» WHAT YOU NEED TO DO
Rewrite the rows below, replacing each "segment" with "outline" and changing nothing else. Leave the pictures out.

» MATERIAL TO PROCESS
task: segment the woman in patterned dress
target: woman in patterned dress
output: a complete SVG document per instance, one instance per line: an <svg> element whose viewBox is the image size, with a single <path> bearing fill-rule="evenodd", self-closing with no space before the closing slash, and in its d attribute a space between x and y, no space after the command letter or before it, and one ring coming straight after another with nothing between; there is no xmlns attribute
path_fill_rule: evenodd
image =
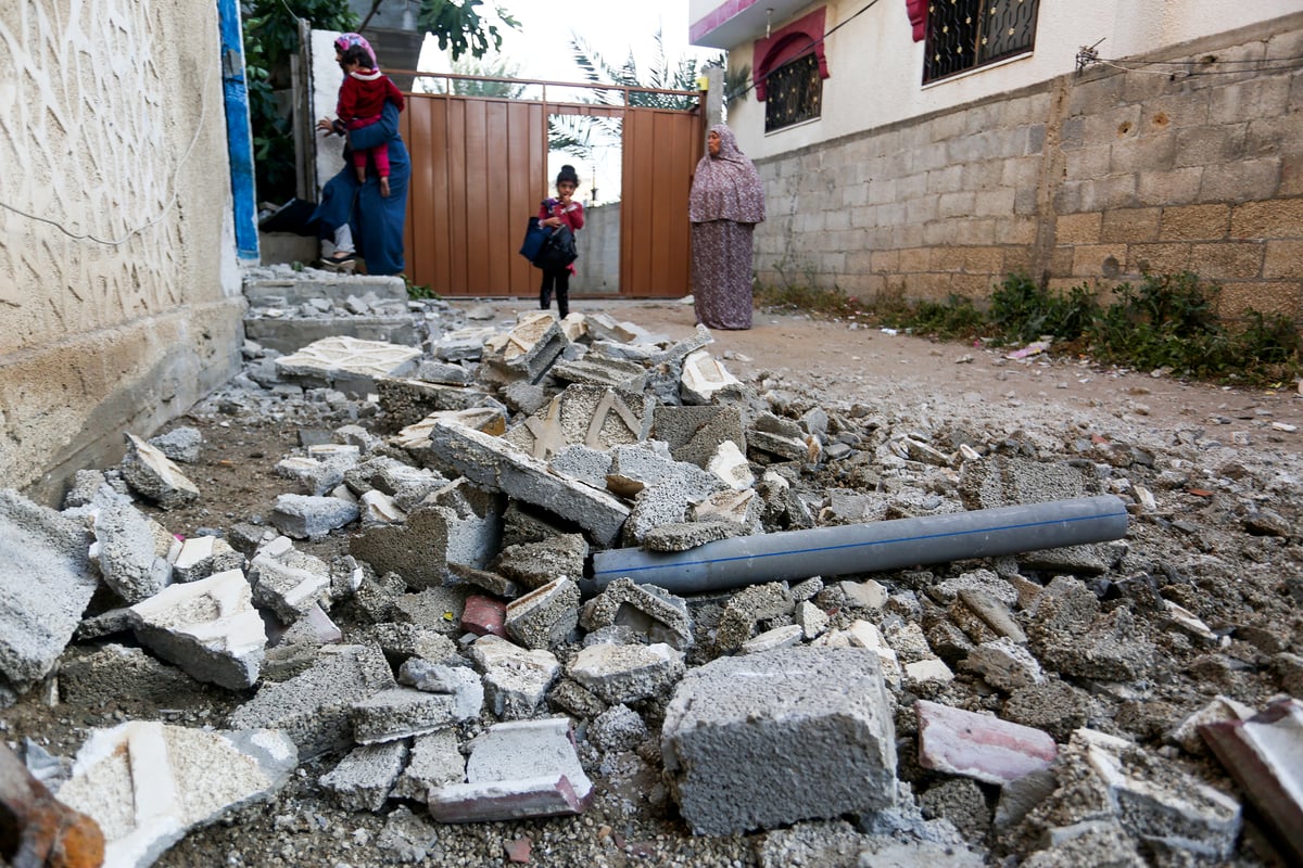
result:
<svg viewBox="0 0 1303 868"><path fill-rule="evenodd" d="M688 199L692 221L692 298L706 328L751 328L751 238L765 219L765 187L737 139L710 128Z"/></svg>

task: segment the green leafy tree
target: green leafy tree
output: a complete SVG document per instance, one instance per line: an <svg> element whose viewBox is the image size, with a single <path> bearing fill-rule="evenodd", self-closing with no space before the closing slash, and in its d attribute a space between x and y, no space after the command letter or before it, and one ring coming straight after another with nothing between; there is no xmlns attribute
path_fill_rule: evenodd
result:
<svg viewBox="0 0 1303 868"><path fill-rule="evenodd" d="M637 105L644 108L691 109L696 96L687 94L661 94L665 90L697 90L698 69L710 64L723 64L724 55L706 60L701 68L692 57L680 57L670 62L665 55L665 39L661 30L653 36L655 53L646 70L638 70L633 51L619 66L609 62L577 34L571 34L571 51L575 65L580 68L584 79L593 85L615 85L610 90L594 90L592 102L603 105ZM623 88L629 88L628 91ZM628 103L625 103L625 92ZM610 117L590 117L586 115L552 115L547 118L547 143L554 151L564 151L581 160L592 157L599 147L611 147L620 142L620 122Z"/></svg>
<svg viewBox="0 0 1303 868"><path fill-rule="evenodd" d="M289 87L289 59L298 51L298 22L314 30L366 31L366 22L384 0L371 0L371 9L358 25L348 0L245 0L245 81L249 88L249 122L253 128L254 173L258 198L285 202L294 195L294 142L288 102L276 92ZM465 53L482 57L502 46L502 30L520 23L500 7L496 22L478 10L483 0L422 0L417 23L434 34L439 47L453 60Z"/></svg>

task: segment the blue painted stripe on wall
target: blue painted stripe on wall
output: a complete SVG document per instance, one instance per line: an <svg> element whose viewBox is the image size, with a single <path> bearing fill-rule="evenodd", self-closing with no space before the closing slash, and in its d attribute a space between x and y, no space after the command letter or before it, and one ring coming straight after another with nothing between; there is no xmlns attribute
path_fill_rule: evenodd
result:
<svg viewBox="0 0 1303 868"><path fill-rule="evenodd" d="M218 0L218 17L222 27L222 91L227 108L227 150L231 154L236 252L240 259L258 262L253 130L249 125L249 88L244 74L238 0Z"/></svg>

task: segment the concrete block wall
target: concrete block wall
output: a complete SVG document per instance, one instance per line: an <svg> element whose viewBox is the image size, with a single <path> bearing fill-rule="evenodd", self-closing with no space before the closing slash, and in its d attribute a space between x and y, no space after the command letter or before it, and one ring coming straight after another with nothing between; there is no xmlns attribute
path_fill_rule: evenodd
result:
<svg viewBox="0 0 1303 868"><path fill-rule="evenodd" d="M942 301L1192 271L1225 316L1303 316L1300 56L1303 14L757 161L757 276Z"/></svg>

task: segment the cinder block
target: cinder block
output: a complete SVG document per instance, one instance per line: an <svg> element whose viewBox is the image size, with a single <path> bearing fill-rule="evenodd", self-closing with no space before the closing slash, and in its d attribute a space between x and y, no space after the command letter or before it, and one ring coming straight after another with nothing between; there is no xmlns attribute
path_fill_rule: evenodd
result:
<svg viewBox="0 0 1303 868"><path fill-rule="evenodd" d="M782 648L692 669L662 753L697 834L770 829L895 803L895 731L878 657Z"/></svg>

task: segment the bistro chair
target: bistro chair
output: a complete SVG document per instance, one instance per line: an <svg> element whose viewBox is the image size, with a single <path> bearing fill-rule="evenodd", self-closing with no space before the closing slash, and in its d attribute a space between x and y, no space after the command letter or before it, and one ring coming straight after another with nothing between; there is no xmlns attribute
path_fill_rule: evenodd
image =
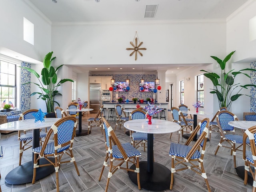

» EXERCISE ANSWER
task: outline the woman in patterned dress
target: woman in patterned dress
output: a complete SVG document per instance, one instance per line: an <svg> element whose viewBox is the image size, with a single <path> bearing fill-rule="evenodd", self-closing with no space before the closing slash, and in its d attribute a space between x and y, no space after the command letter or before it, and one ring coming straight after another with nothing between; there is no xmlns attribute
path_fill_rule: evenodd
image =
result:
<svg viewBox="0 0 1303 868"><path fill-rule="evenodd" d="M688 199L692 221L692 298L706 328L751 328L751 238L765 219L765 187L737 139L710 128Z"/></svg>

task: outline the green leafy tree
target: green leafy tree
output: a complete SVG document per instance, one instance per line: an <svg> element whose viewBox is the image size, with a single <path> bearing fill-rule="evenodd", self-closing with no space before the closing slash, and in its d attribute a space between x and y, no space after the command letter or before it, and one ring coming straight after another with nothing between; there is no xmlns attribute
path_fill_rule: evenodd
result:
<svg viewBox="0 0 1303 868"><path fill-rule="evenodd" d="M637 105L644 108L691 109L696 96L687 94L661 94L665 90L697 90L698 69L710 64L723 64L724 55L706 60L701 68L692 57L680 57L670 62L665 55L665 39L661 30L653 36L655 53L646 70L638 70L633 51L619 66L609 62L577 34L571 34L571 51L575 65L580 68L584 79L593 85L615 85L610 90L594 90L592 102L603 105ZM623 88L629 88L628 91ZM628 103L625 103L625 92ZM610 117L590 117L586 115L552 115L547 118L547 143L554 151L564 151L581 160L592 157L599 147L611 147L620 142L620 122Z"/></svg>
<svg viewBox="0 0 1303 868"><path fill-rule="evenodd" d="M289 87L289 59L298 51L298 22L314 30L366 31L366 22L384 0L371 0L371 9L358 25L348 0L245 0L245 81L249 88L249 122L253 128L254 173L258 198L285 202L294 195L294 142L288 102L276 92ZM465 53L482 57L502 46L502 30L520 23L500 7L496 22L478 10L483 0L422 0L417 23L434 34L439 47L453 60Z"/></svg>

task: outline the blue painted stripe on wall
target: blue painted stripe on wall
output: a complete SVG document per instance, one instance per line: an <svg> element whose viewBox is the image size, with a single <path> bearing fill-rule="evenodd", self-closing with no space before the closing slash, and in its d attribute a space between x and y, no space after the command letter or before it, and one ring coming straight after another with nothing between; there is no xmlns attribute
path_fill_rule: evenodd
result:
<svg viewBox="0 0 1303 868"><path fill-rule="evenodd" d="M218 0L218 17L222 27L222 91L227 108L227 150L231 154L236 252L240 259L258 262L253 130L249 125L249 88L244 74L238 0Z"/></svg>

task: outline the concrete block wall
target: concrete block wall
output: a complete SVG document per instance, one instance per line: an <svg> element whose viewBox is the image size, with a single <path> bearing fill-rule="evenodd", self-closing with no space before the closing slash, and in its d attribute a space between x and y, no space after the command letter or before it, and one ring coming straight after another with nothing between; there is no xmlns attribute
path_fill_rule: evenodd
result:
<svg viewBox="0 0 1303 868"><path fill-rule="evenodd" d="M942 301L1192 271L1225 316L1303 316L1300 56L1303 14L757 161L757 276Z"/></svg>

task: outline the cinder block
target: cinder block
output: a complete SVG document per instance, one instance per line: an <svg> element whose viewBox is the image size, with a single <path> bearing fill-rule="evenodd", self-closing with no space before the closing slash, and in its d attribute a space between x and y, no space after the command letter or before it, and one ring coming straight after another with nothing between; there is no xmlns attribute
path_fill_rule: evenodd
result:
<svg viewBox="0 0 1303 868"><path fill-rule="evenodd" d="M782 648L692 669L662 753L697 834L770 829L895 803L895 731L878 657Z"/></svg>

task: outline the bistro chair
target: bistro chair
output: a complete SVG document per instance, one instance per line: an <svg> element whose viewBox is the image size, with a single <path> bearing fill-rule="evenodd", self-closing with no space before the closing slash, and in its d attribute a space between x and y, no space after the command letter or before it, and one ring coming straight after another with nothing between; there is no xmlns attribute
path_fill_rule: evenodd
image =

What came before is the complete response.